Granny: "Tommy, you don’t have to write phone messages down for your mother. You could instant message them to her."
Tommy, dead serious: "How will she get them if she’s not here?"
Category: From the mouths of babes
Funny things kids (and sometimes adults) say. Somethings these make you say “Hmmm.”
From the mouths of babes
Amy, sharply to Mom: "Don’t talk!"
Dad, thankful to be in another room, doesn’t say a word.
From the mouths of babes
We have a guest this morning. Evan and I have just woken and he is in his high chair eating Cheerios.
Elysia, stepping into kitchen, cheerfully: "Good morning Evan!"
Evan, looks coyly over his left shoulder, but winces: "Waaaahhhna"
Evan, quiets, looks back to see Elysia still here, repeats trying to turn around in his seat: "Waaaahhhna"
Elysia steps out.
Evan, smiles and returns to eating Cheerios.
Pretty impressive just how many websites are about Cheerios, Cheerios, Cheerios, Cheerios, Cheerios, Cheerios, Cheerios, Cheerios, Cheerios, Cheerios, Cheerios, Cheerios, Cheerios, Cheerios, Cheerios, Cheerios, Cheerios? I’ll stop. According to Google there are 135,000 for Cheerios.

----------

> GIVEN PROBLEM A: Identify each line in the entries that contains the word "shrub", and copy those lines.
The entries that come next have no connection to the page of funny sayings.

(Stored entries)
----------

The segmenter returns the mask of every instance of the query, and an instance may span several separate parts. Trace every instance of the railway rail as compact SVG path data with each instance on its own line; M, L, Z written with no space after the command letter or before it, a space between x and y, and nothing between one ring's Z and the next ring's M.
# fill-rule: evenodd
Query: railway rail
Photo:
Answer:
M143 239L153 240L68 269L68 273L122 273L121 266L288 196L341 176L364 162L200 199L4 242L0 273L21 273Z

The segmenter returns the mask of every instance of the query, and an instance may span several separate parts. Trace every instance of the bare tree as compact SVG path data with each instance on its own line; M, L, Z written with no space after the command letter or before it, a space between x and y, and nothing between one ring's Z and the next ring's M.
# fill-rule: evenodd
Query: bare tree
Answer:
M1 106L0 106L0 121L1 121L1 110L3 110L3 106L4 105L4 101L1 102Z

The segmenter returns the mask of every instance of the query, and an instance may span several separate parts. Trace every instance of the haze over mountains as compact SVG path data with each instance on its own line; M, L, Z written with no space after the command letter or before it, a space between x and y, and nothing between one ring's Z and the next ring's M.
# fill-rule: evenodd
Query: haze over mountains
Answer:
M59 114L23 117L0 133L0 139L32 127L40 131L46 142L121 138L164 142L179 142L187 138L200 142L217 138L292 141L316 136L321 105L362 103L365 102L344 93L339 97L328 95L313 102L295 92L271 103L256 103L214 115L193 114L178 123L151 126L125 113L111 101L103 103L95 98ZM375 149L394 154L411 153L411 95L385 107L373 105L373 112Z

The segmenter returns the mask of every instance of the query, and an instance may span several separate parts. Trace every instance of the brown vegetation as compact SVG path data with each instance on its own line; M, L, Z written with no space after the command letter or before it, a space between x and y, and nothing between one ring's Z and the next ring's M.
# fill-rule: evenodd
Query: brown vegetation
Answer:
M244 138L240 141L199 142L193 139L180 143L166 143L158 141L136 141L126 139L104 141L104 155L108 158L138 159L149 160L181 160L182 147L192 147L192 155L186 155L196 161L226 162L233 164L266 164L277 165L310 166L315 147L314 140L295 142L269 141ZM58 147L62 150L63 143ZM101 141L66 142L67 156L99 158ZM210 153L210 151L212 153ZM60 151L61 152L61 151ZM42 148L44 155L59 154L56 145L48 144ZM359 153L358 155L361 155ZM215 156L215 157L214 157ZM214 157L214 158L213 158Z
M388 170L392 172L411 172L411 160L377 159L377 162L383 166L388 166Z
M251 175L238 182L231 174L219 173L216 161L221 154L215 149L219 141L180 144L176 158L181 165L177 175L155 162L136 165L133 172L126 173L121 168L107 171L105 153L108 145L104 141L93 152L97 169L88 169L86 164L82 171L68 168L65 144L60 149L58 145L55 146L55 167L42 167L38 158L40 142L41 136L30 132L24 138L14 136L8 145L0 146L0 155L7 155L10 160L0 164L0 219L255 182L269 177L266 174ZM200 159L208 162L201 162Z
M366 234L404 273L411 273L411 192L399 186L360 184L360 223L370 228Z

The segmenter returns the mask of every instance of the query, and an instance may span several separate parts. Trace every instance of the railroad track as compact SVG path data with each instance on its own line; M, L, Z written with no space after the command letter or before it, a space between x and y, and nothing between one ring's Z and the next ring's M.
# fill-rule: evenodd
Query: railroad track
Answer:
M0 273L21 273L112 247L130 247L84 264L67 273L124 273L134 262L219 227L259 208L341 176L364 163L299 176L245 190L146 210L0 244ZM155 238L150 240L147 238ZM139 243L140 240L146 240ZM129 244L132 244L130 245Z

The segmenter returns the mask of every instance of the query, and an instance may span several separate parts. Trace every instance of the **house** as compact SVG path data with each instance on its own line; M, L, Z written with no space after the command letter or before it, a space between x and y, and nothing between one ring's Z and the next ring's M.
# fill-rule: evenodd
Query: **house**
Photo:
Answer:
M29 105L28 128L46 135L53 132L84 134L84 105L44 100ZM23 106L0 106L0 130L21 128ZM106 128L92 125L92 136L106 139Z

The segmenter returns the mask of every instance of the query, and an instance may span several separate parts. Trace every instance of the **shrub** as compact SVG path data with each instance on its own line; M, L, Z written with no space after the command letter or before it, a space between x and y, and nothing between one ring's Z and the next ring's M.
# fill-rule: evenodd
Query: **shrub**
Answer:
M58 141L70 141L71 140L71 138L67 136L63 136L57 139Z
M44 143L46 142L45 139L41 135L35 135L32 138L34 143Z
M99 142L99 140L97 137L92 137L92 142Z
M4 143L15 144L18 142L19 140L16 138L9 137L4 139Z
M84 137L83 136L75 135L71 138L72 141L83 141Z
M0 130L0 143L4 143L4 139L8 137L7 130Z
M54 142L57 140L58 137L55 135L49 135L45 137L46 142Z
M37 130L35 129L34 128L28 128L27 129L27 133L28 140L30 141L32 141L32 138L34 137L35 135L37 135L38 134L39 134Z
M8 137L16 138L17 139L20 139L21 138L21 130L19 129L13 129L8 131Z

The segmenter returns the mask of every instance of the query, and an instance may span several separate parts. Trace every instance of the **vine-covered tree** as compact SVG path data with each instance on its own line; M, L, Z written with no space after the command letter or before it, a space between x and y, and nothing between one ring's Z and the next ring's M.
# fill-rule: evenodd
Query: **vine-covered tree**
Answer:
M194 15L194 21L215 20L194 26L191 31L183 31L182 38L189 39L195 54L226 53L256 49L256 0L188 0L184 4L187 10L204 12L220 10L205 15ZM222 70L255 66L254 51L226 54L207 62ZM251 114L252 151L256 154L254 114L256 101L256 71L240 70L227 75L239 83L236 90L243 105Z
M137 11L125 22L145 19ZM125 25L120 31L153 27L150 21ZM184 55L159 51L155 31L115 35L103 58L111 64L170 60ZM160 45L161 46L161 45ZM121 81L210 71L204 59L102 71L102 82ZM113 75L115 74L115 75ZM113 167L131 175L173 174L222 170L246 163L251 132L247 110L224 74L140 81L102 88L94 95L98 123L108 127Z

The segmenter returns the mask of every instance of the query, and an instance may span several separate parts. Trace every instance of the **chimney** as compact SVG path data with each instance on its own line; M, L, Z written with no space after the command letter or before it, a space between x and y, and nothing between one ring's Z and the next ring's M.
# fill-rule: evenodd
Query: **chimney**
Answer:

----------

> GIVEN PROBLEM B:
Answer these questions about the page of funny sayings, one answer per line:
(i) What does Amy say sharply to Mom?
(ii) What is Evan eating in his high chair?
(iii) According to Google, how many websites are there for Cheerios?

> FULL SOLUTION A:
The segmenter returns the mask of every instance of the query, and an instance may span several separate parts. Trace every instance of the **shrub** as compact SVG path data with each instance on its own line; M, L, Z written with no space after the command letter or before it, a space between x and y, and nothing between one ring's Z and the next ring's M.
Query: **shrub**

> FULL SOLUTION B:
(i) "Don't talk!"
(ii) Cheerios
(iii) 135,000